**EXERCISE DIRECTIONS**. Your answer should consist of the lines in the following data that contain "coordinates".

# # # #

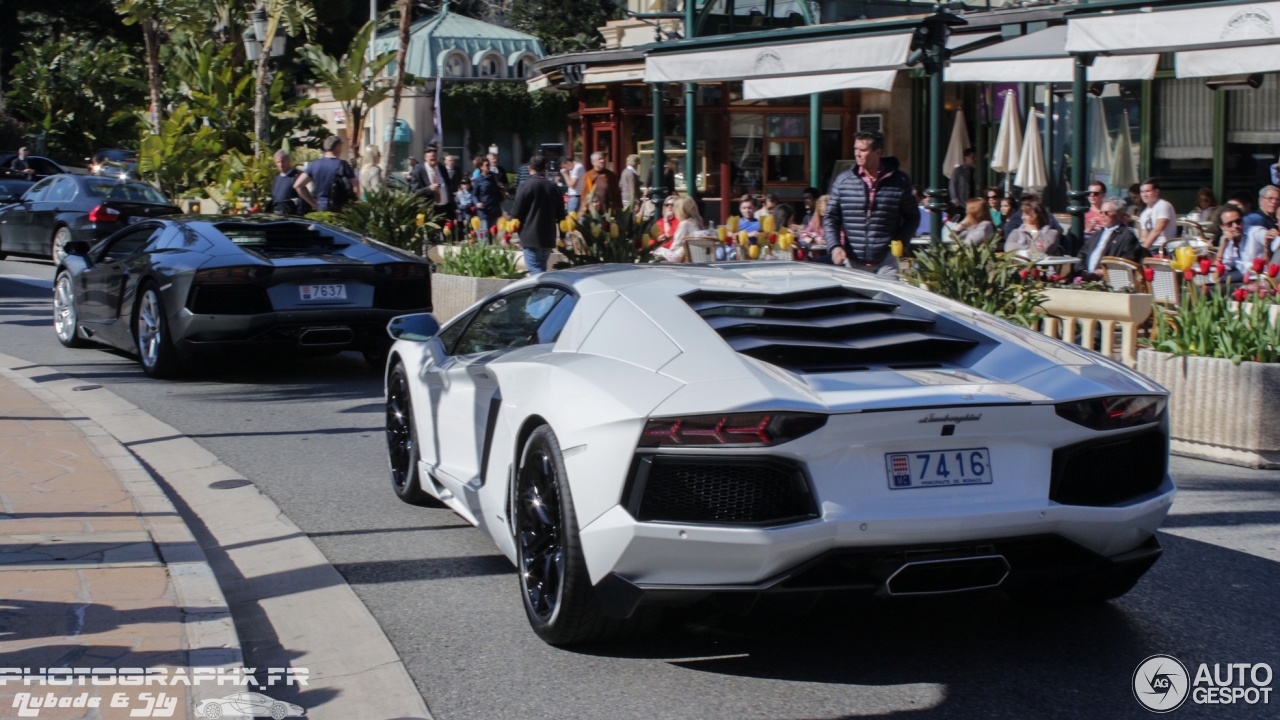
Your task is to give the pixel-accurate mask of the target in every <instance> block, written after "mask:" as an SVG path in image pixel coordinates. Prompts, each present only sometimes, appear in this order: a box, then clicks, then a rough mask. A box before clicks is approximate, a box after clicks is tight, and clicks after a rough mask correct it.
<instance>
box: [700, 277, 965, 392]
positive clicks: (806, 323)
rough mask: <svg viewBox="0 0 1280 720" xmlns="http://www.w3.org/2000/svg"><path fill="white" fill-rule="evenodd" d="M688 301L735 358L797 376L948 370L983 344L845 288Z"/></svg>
mask: <svg viewBox="0 0 1280 720" xmlns="http://www.w3.org/2000/svg"><path fill="white" fill-rule="evenodd" d="M684 300H685V302H687V304H689V306H690V307H692V309H694V311H695V313H698V314H699V315H700V316H701V318H703V319H704V320H707V324H709V325H710V327H712V328H713V329H714V331H716V332H717V333H719V336H721V337H722V338H724V341H726V342H728V345H730V347H732V348H733V350H736V351H737V352H741V354H744V355H750V356H751V357H755V359H758V360H764V361H765V363H771V364H773V365H778V366H780V368H786V369H788V370H794V372H799V373H831V372H847V370H863V369H868V368H870V366H872V365H904V364H905V365H920V364H938V363H950V361H954V360H955V359H957V357H959V356H960V355H964V354H965V352H968V351H969V350H972V348H973V347H974V346H975V345H978V342H977V341H974V340H970V338H963V337H955V336H948V334H942V333H937V332H933V325H934V323H933V320H931V319H927V318H916V316H911V315H906V314H904V313H901V311H900V310H899V305H897V304H896V302H891V301H887V300H877V299H872V297H868V296H865V295H861V293H859V292H856V291H854V290H850V288H847V287H840V286H836V287H826V288H818V290H806V291H800V292H787V293H781V295H764V293H746V292H721V291H705V290H700V291H695V292H691V293H689V295H685V296H684Z"/></svg>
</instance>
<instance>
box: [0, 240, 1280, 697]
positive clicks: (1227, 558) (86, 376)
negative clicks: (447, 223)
mask: <svg viewBox="0 0 1280 720" xmlns="http://www.w3.org/2000/svg"><path fill="white" fill-rule="evenodd" d="M51 275H52V268H51V266H50V265H46V264H37V263H22V261H18V263H15V261H0V351H3V352H5V354H9V355H13V356H17V357H22V359H26V360H29V361H31V363H35V364H42V365H49V366H52V368H56V369H58V370H60V372H63V373H67V374H70V375H74V377H78V378H83V379H84V380H87V382H93V383H100V384H104V386H106V387H109V388H110V389H111V391H113V392H115V393H118V395H120V396H123V397H125V398H127V400H129V401H132V402H134V404H136V405H138V406H140V407H142V409H143V410H146V411H147V413H150V414H152V415H155V416H156V418H160V419H161V420H164V421H165V423H169V424H172V425H173V427H175V428H178V429H180V430H182V432H184V433H187V434H189V436H191V437H193V438H195V439H196V441H197V442H200V443H201V445H204V446H205V447H207V448H209V450H210V451H212V452H214V454H215V455H218V456H219V457H220V459H221V460H224V461H225V462H227V464H228V465H230V466H233V468H234V469H236V470H238V471H241V473H243V474H244V477H247V478H251V479H252V480H253V482H255V483H256V484H257V486H259V487H260V488H261V489H262V492H266V493H268V495H270V496H271V498H273V500H275V502H276V503H279V506H280V507H282V509H283V510H284V512H285V514H287V515H288V516H289V518H291V519H292V520H293V521H294V523H297V525H298V527H301V528H302V529H303V530H305V532H306V533H308V534H310V536H311V538H312V539H314V541H315V542H316V544H317V546H319V547H320V550H321V551H324V552H325V555H326V556H328V557H329V560H330V561H332V562H333V564H334V566H335V568H337V569H338V570H339V571H340V573H342V574H343V575H344V577H346V578H347V580H348V582H349V583H351V584H352V587H353V588H355V589H356V592H357V593H358V596H360V597H361V600H364V602H365V603H366V605H367V606H369V609H370V610H371V611H372V614H374V616H375V618H376V619H378V620H379V623H381V625H383V628H384V629H385V632H387V634H388V637H389V638H390V639H392V642H393V643H394V646H396V648H397V650H398V651H399V653H401V656H402V657H403V660H404V664H406V666H407V667H408V670H410V673H411V674H412V676H413V679H415V680H416V683H417V685H419V688H420V689H421V692H422V696H424V698H425V700H426V702H428V705H429V706H430V708H431V711H433V714H434V715H435V716H436V717H439V719H442V720H453V719H470V717H475V719H484V720H492V719H506V717H521V719H532V717H553V719H567V717H573V719H595V717H602V719H603V717H608V719H625V717H636V719H645V720H655V719H667V717H669V719H719V717H723V719H745V717H768V719H819V717H820V719H832V717H850V716H860V715H896V716H913V717H1018V719H1024V717H1147V716H1148V714H1147V711H1146V710H1143V708H1142V707H1140V706H1139V705H1138V703H1137V702H1135V700H1134V697H1133V694H1132V691H1130V682H1132V676H1133V673H1134V669H1135V667H1137V666H1138V664H1139V662H1140V661H1142V660H1143V659H1146V657H1148V656H1151V655H1156V653H1169V655H1172V656H1175V657H1178V659H1180V660H1181V661H1183V662H1184V664H1185V665H1187V666H1188V667H1189V669H1190V671H1192V673H1193V674H1194V673H1196V667H1197V665H1198V664H1201V662H1207V664H1210V667H1212V665H1213V664H1215V662H1219V664H1228V662H1251V664H1252V662H1267V664H1270V665H1271V667H1274V669H1276V671H1277V675H1280V614H1277V612H1276V610H1277V607H1280V603H1277V600H1276V598H1277V597H1280V473H1274V471H1257V470H1245V469H1239V468H1228V466H1222V465H1213V464H1208V462H1199V461H1193V460H1184V459H1175V460H1174V464H1172V468H1174V474H1175V478H1176V480H1178V483H1179V486H1180V488H1181V495H1180V496H1179V500H1178V501H1176V503H1175V506H1174V515H1172V516H1171V518H1170V519H1169V521H1167V523H1166V529H1165V532H1162V533H1161V538H1160V539H1161V542H1162V543H1164V546H1165V556H1164V557H1162V559H1161V561H1160V562H1158V564H1157V565H1156V566H1155V569H1153V570H1152V571H1151V573H1148V574H1147V577H1146V578H1144V579H1143V580H1142V582H1140V583H1139V584H1138V587H1137V588H1135V589H1134V591H1133V592H1130V593H1129V594H1128V596H1125V597H1123V598H1120V600H1119V601H1115V602H1110V603H1105V605H1101V606H1096V607H1088V609H1071V610H1061V609H1034V607H1025V606H1018V605H1012V603H1010V602H1007V601H1005V600H1004V598H1002V597H988V596H964V597H950V598H945V600H934V601H918V602H899V603H892V605H887V603H858V605H841V603H826V605H822V606H818V607H814V609H795V607H792V609H785V607H783V609H771V610H764V611H756V612H755V614H753V615H750V616H748V618H736V616H722V615H716V614H710V612H685V614H681V615H677V616H673V618H669V619H668V621H667V623H666V624H664V625H663V626H662V628H660V629H659V630H658V632H657V633H655V634H654V635H652V637H649V638H646V639H644V641H639V642H634V643H630V644H622V646H616V647H598V648H590V650H558V648H552V647H548V646H545V644H543V643H541V642H540V641H539V639H538V638H536V637H535V635H534V634H532V633H531V632H530V629H529V626H527V623H526V620H525V616H524V611H522V609H521V603H520V598H518V596H517V583H516V577H515V574H513V570H512V568H511V565H509V564H508V562H507V561H506V559H504V557H502V556H500V555H498V553H497V551H495V548H494V547H493V546H492V543H490V542H489V541H488V539H486V538H485V537H484V536H481V534H480V533H479V532H476V530H475V529H472V528H470V527H468V525H467V524H466V523H463V521H462V520H461V519H460V518H457V516H456V515H453V514H452V512H451V511H447V510H433V509H419V507H410V506H406V505H402V503H401V502H398V501H397V500H396V498H394V496H393V495H392V492H390V488H389V482H388V479H387V471H385V468H387V461H385V456H384V452H385V450H384V448H385V446H384V441H383V437H381V420H383V416H381V411H383V406H381V387H380V380H379V375H378V374H376V373H375V372H372V370H370V369H369V368H367V366H366V365H365V363H364V360H361V359H360V357H358V356H357V355H353V354H344V355H339V356H334V357H325V359H315V360H260V359H244V360H243V361H241V363H227V364H221V365H220V366H218V368H216V369H211V370H206V372H205V373H204V374H201V375H196V377H192V378H187V379H182V380H170V382H157V380H151V379H148V378H146V377H145V375H143V374H142V373H141V372H140V370H138V368H137V364H136V363H134V361H133V359H132V357H129V356H127V355H124V354H120V352H115V351H110V350H67V348H64V347H61V346H60V345H59V343H58V341H56V338H55V336H54V332H52V329H51V327H50V325H51V323H50V310H49V291H47V290H46V288H47V286H49V282H47V281H49V279H50V278H51ZM42 281H44V282H42ZM317 632H323V629H317ZM246 655H247V657H246V661H247V664H250V665H252V664H253V648H252V647H246ZM1272 687H1274V688H1280V676H1277V678H1276V680H1274V682H1272ZM1271 703H1272V706H1275V705H1277V703H1280V693H1276V694H1275V696H1274V697H1272V698H1271ZM1272 706H1261V705H1258V706H1247V705H1236V706H1196V705H1193V703H1192V702H1188V703H1187V705H1184V706H1183V707H1181V708H1180V710H1178V711H1176V715H1179V716H1192V717H1260V719H1261V717H1274V716H1275V710H1274V707H1272Z"/></svg>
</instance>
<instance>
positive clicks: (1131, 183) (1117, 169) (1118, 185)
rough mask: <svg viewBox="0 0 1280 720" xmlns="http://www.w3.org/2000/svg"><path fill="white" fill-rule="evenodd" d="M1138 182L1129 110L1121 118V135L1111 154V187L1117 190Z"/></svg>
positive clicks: (1125, 110) (1136, 183)
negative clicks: (1113, 151)
mask: <svg viewBox="0 0 1280 720" xmlns="http://www.w3.org/2000/svg"><path fill="white" fill-rule="evenodd" d="M1137 183H1138V169H1137V168H1135V167H1134V164H1133V140H1132V138H1130V137H1129V110H1125V113H1124V115H1123V117H1121V118H1120V135H1119V137H1116V150H1115V154H1114V155H1112V156H1111V187H1115V188H1116V191H1117V192H1119V191H1121V190H1124V188H1128V187H1129V186H1132V184H1137Z"/></svg>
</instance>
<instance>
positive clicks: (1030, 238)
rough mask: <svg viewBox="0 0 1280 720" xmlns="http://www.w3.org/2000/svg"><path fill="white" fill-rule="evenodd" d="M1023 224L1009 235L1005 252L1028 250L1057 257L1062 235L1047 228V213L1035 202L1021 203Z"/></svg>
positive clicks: (1047, 222) (1035, 200)
mask: <svg viewBox="0 0 1280 720" xmlns="http://www.w3.org/2000/svg"><path fill="white" fill-rule="evenodd" d="M1021 209H1023V224H1021V227H1019V228H1015V229H1014V231H1012V232H1010V233H1009V238H1007V240H1006V241H1005V252H1016V251H1019V250H1030V251H1036V252H1043V254H1044V255H1057V254H1059V252H1061V250H1062V233H1060V232H1057V231H1056V229H1053V228H1051V227H1048V213H1047V211H1046V210H1044V206H1043V205H1041V204H1039V201H1037V200H1025V201H1023V206H1021Z"/></svg>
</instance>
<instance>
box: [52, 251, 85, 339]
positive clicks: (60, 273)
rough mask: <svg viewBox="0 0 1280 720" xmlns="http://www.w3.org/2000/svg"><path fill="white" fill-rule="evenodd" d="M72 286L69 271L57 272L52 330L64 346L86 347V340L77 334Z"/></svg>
mask: <svg viewBox="0 0 1280 720" xmlns="http://www.w3.org/2000/svg"><path fill="white" fill-rule="evenodd" d="M74 287H76V286H74V283H72V274H70V273H68V272H65V270H64V272H61V273H58V279H55V281H54V332H55V333H58V342H60V343H63V346H64V347H87V346H88V345H90V343H88V341H87V340H84V338H82V337H81V334H79V318H78V315H77V313H76V290H74Z"/></svg>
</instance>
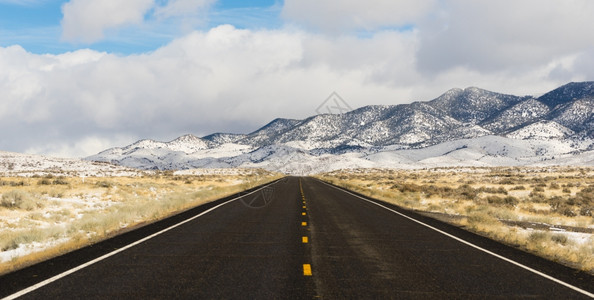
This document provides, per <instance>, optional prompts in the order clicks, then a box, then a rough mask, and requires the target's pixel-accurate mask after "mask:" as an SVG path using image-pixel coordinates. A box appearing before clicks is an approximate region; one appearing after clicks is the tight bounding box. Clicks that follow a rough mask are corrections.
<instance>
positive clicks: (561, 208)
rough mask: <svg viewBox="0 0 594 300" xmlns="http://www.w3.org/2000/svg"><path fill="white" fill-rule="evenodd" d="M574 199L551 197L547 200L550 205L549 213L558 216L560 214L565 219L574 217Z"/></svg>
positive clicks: (575, 214)
mask: <svg viewBox="0 0 594 300" xmlns="http://www.w3.org/2000/svg"><path fill="white" fill-rule="evenodd" d="M574 204H575V202H574V198H563V197H559V196H555V197H551V198H550V199H549V205H551V211H553V212H556V213H558V214H562V215H564V216H567V217H575V216H577V213H576V212H575V208H574Z"/></svg>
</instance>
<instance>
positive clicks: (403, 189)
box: [390, 183, 423, 193]
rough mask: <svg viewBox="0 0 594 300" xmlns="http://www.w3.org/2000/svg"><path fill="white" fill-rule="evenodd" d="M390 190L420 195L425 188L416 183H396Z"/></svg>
mask: <svg viewBox="0 0 594 300" xmlns="http://www.w3.org/2000/svg"><path fill="white" fill-rule="evenodd" d="M390 189H393V190H398V191H400V192H401V193H407V192H410V193H418V192H420V191H422V190H423V187H421V186H420V185H417V184H414V183H396V184H394V185H392V186H391V187H390Z"/></svg>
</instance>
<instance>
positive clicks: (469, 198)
mask: <svg viewBox="0 0 594 300" xmlns="http://www.w3.org/2000/svg"><path fill="white" fill-rule="evenodd" d="M456 193H457V194H458V196H459V197H460V198H462V199H465V200H474V199H476V197H477V196H478V191H477V190H476V189H473V188H472V187H471V186H470V185H468V184H465V185H461V186H459V187H458V188H457V189H456Z"/></svg>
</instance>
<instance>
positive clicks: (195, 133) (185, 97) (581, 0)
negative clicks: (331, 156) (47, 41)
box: [0, 0, 594, 156]
mask: <svg viewBox="0 0 594 300" xmlns="http://www.w3.org/2000/svg"><path fill="white" fill-rule="evenodd" d="M95 2H97V3H99V2H100V3H102V4H92V3H95ZM124 2H125V4H123V3H124ZM375 2H376V4H377V5H376V6H373V5H365V6H361V5H360V4H358V3H359V2H358V1H321V2H319V3H320V4H316V3H318V2H313V1H309V0H307V1H306V0H286V1H285V6H284V8H283V12H282V16H283V18H285V19H286V20H287V25H286V26H283V27H281V28H278V29H238V28H235V27H233V26H231V25H222V26H218V27H215V28H211V29H208V30H194V31H191V32H189V33H187V34H185V35H183V36H181V37H179V38H177V39H175V40H173V41H171V42H170V43H168V44H167V45H164V46H163V47H160V48H159V49H156V50H155V51H153V52H149V53H141V54H135V55H126V56H124V55H116V54H112V53H104V52H97V51H94V50H88V49H83V50H78V51H74V52H68V53H63V54H60V55H37V54H32V53H30V52H27V51H26V50H25V49H23V48H22V47H20V46H10V47H4V48H2V47H0V70H2V71H0V99H2V101H3V105H2V106H1V107H0V126H1V127H2V128H10V130H5V132H4V133H3V138H2V139H1V140H0V149H2V150H9V151H19V152H32V153H45V154H53V155H60V156H86V155H91V154H94V153H96V152H98V151H100V150H104V149H106V148H108V147H113V146H121V145H125V144H129V143H131V142H133V141H135V140H136V139H139V138H154V139H161V140H168V139H173V138H175V137H177V136H179V135H181V134H185V133H194V134H196V135H206V134H209V133H213V132H220V131H223V132H237V133H247V132H249V131H251V130H255V129H257V128H258V127H260V126H262V125H264V124H265V123H267V122H268V121H270V120H272V119H273V118H276V117H286V118H304V117H307V116H310V115H313V114H314V113H315V109H316V108H317V107H318V105H319V104H320V103H321V102H322V101H324V100H325V99H326V97H327V96H328V95H329V94H330V93H332V92H333V91H336V92H338V93H339V94H340V95H341V96H342V97H343V98H344V99H345V100H346V101H347V102H348V103H349V104H350V106H352V107H360V106H364V105H370V104H399V103H409V102H411V101H414V100H429V99H432V98H435V97H437V96H439V94H441V93H442V92H444V91H446V90H448V89H449V88H453V87H462V88H463V87H467V86H479V87H482V88H486V89H491V90H494V91H501V92H506V93H514V94H518V95H525V94H538V93H543V92H546V91H548V90H549V89H552V88H554V87H557V86H559V85H561V84H564V83H566V82H568V81H582V80H593V78H594V45H593V44H592V43H591V41H592V40H594V33H593V32H592V31H591V30H590V28H594V18H590V17H589V16H592V15H594V4H593V3H592V2H591V1H589V0H568V1H554V0H526V1H507V0H506V1H499V2H489V3H483V2H480V3H478V2H476V1H469V0H449V1H380V0H377V1H375ZM108 3H112V1H92V2H91V1H85V0H72V1H70V2H69V3H68V4H66V5H64V7H63V10H64V20H63V22H62V25H63V27H64V32H65V35H66V32H67V28H71V29H72V30H75V28H76V31H72V32H70V31H68V32H69V33H68V36H69V38H71V39H74V40H80V41H92V40H96V39H101V37H102V35H105V34H108V33H109V31H110V30H113V29H116V28H118V27H121V26H129V24H142V23H143V22H146V16H147V14H151V15H153V16H154V15H160V16H162V17H163V18H166V17H170V16H182V17H187V15H184V13H183V12H185V11H187V10H189V11H194V12H196V11H198V12H199V11H204V10H206V9H208V7H210V6H212V4H213V3H212V1H206V0H205V1H192V2H189V1H183V0H178V1H169V2H167V3H165V4H160V6H159V5H157V4H156V2H153V1H146V0H131V1H113V3H112V4H111V5H114V6H113V7H110V6H109V4H108ZM93 5H98V6H97V7H95V6H93ZM115 7H117V8H118V11H119V12H120V13H119V14H117V15H110V14H109V13H108V12H110V11H111V9H114V10H115V9H116V8H115ZM337 8H340V9H338V10H337ZM91 11H101V12H103V15H104V16H102V17H97V18H96V19H93V18H88V19H87V18H83V17H84V16H85V14H86V13H88V14H91ZM105 15H109V16H105ZM126 24H128V25H126ZM402 27H404V28H402ZM361 30H363V31H365V34H361Z"/></svg>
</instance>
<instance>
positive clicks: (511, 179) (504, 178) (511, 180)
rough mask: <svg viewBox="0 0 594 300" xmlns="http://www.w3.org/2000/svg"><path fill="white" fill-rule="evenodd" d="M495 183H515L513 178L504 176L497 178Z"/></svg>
mask: <svg viewBox="0 0 594 300" xmlns="http://www.w3.org/2000/svg"><path fill="white" fill-rule="evenodd" d="M497 183H498V184H507V185H512V184H515V183H516V181H515V180H513V179H511V178H504V179H501V180H499V181H498V182H497Z"/></svg>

# # # #

**ANSWER AREA**.
Your task is to give the pixel-accurate mask of the target in every <instance> block, written after "mask:" as an SVG path in image pixel coordinates. Prompts, each present only sometimes, appear in this order: a box, then clicks, then a rough mask. A box before clicks is approximate, a box after clicks is tight, and clicks after a rough mask correct it.
This document provides, per <instance>, optional prompts in the order clicks, then a box, then a rough mask, and requires the target's pixel-accurate mask after "mask:" as an SVG path using image-pixel coordinates. A box appearing before clicks is an approximate region; one appearing after clicks is the tight bounding box. Clicks that follow a rough mask are corrections.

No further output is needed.